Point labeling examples
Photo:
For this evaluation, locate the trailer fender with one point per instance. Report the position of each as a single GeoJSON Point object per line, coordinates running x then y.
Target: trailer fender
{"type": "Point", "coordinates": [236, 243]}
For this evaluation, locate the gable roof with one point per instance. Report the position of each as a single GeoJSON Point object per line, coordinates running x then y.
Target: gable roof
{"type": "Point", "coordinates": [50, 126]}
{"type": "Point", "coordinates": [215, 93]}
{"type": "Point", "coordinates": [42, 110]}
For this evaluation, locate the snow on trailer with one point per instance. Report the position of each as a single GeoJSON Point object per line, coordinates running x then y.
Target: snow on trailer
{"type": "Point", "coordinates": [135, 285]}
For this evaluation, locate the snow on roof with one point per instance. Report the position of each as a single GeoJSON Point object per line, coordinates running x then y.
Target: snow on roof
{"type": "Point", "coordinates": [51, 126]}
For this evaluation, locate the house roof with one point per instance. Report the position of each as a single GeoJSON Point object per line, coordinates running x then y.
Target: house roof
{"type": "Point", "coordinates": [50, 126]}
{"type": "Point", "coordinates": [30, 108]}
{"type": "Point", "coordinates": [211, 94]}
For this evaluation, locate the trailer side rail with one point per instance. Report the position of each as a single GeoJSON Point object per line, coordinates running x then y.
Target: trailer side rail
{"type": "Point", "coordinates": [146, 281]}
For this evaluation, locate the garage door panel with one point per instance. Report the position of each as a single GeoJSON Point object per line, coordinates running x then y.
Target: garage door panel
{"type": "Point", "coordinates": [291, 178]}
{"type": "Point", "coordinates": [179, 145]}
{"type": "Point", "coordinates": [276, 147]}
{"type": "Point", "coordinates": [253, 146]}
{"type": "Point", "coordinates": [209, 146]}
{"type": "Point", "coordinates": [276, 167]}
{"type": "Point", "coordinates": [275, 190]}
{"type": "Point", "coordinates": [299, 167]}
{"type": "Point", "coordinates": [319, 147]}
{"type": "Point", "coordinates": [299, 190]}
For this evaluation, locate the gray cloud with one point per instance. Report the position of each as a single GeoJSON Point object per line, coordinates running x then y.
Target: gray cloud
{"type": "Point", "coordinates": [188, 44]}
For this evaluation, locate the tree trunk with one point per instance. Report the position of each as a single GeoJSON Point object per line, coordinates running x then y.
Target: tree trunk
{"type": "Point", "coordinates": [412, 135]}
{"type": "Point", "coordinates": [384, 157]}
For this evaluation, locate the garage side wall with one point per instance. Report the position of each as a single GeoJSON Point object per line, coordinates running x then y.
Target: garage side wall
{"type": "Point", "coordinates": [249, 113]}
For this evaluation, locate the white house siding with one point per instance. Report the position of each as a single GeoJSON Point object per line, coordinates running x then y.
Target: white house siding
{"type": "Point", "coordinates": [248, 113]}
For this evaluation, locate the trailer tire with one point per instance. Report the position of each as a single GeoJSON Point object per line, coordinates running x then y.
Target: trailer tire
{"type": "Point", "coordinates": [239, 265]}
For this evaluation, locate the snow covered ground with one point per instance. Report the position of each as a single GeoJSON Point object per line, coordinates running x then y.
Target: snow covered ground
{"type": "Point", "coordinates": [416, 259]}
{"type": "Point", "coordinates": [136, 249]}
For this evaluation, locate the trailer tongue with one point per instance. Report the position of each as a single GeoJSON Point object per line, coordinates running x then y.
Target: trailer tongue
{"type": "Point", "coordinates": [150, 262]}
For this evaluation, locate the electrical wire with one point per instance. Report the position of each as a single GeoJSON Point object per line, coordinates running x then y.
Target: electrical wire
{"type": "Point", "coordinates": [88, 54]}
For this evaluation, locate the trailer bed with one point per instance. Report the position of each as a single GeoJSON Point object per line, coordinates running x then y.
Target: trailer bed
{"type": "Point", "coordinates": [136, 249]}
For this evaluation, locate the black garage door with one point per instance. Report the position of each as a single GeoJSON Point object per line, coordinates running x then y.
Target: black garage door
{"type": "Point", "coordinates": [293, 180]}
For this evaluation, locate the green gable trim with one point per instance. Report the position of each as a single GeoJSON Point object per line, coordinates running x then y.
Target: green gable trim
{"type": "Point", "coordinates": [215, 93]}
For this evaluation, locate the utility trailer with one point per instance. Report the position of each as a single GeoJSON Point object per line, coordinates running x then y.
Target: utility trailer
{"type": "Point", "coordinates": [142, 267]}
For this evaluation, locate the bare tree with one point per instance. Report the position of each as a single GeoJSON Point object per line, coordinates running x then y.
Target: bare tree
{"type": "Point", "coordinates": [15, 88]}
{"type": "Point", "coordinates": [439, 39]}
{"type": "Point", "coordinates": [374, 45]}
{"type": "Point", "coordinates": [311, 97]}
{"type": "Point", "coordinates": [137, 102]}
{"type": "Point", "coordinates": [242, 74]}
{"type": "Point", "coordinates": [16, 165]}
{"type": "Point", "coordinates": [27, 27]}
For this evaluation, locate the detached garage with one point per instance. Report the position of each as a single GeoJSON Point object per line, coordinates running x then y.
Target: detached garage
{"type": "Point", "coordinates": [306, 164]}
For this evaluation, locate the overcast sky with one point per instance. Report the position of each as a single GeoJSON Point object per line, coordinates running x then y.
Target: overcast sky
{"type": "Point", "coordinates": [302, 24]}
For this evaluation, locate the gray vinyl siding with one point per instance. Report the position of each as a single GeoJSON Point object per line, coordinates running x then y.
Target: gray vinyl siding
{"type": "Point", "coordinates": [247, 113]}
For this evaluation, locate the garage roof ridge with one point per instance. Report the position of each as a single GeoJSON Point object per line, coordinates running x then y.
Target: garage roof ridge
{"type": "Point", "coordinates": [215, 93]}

Do this:
The lines to reproduce run from the one that contains "For this evaluation, locate the gray vinyl" through the last line above; copy them exactly.

Completed task:
For this evaluation, locate the gray vinyl siding with one point per instance. Report the position of each as a single GeoJSON Point object per line, coordinates running x then y.
Target: gray vinyl siding
{"type": "Point", "coordinates": [247, 113]}
For this evaluation, locate the garage roof ridge with one point per instance. Report the position of each as a single GeoJSON Point object per line, coordinates running x then y.
Target: garage roof ridge
{"type": "Point", "coordinates": [215, 93]}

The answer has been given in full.